* [The exercise]:
Pick out each line in the entries below that contains the word "pier" and copy it.

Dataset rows
———

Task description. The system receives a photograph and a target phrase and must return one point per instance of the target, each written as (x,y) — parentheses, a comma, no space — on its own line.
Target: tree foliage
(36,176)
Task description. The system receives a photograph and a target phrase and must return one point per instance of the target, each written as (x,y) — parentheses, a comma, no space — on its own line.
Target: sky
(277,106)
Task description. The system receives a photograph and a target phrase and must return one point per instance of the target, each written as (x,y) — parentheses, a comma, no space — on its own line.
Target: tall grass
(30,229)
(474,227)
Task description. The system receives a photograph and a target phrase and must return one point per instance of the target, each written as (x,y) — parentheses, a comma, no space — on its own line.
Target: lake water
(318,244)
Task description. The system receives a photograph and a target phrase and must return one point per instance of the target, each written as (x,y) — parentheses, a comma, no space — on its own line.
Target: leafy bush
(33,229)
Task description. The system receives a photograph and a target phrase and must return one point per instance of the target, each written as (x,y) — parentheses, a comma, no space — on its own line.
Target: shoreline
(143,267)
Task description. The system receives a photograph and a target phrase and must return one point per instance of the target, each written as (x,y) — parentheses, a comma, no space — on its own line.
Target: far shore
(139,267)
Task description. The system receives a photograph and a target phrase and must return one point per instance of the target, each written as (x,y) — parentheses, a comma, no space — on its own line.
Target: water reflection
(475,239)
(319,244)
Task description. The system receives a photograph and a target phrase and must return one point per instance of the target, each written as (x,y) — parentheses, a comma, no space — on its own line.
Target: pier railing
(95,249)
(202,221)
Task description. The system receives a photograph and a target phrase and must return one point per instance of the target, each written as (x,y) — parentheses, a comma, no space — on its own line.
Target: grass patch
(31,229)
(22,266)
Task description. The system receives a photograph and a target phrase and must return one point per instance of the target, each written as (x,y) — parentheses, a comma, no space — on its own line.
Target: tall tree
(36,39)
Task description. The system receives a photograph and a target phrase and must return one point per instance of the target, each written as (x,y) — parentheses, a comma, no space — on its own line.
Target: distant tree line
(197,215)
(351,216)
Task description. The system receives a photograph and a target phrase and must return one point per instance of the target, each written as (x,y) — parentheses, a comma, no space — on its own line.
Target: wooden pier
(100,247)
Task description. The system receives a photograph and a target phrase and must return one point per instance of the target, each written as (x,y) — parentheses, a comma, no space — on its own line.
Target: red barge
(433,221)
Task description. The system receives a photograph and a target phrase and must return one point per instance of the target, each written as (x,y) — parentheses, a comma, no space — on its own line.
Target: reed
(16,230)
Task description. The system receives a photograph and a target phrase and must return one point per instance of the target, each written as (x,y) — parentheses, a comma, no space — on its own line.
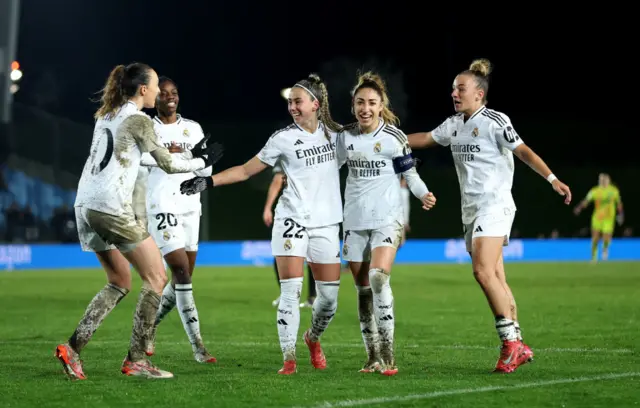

———

* [Complete output]:
Target: pier railing
Target: wooden pier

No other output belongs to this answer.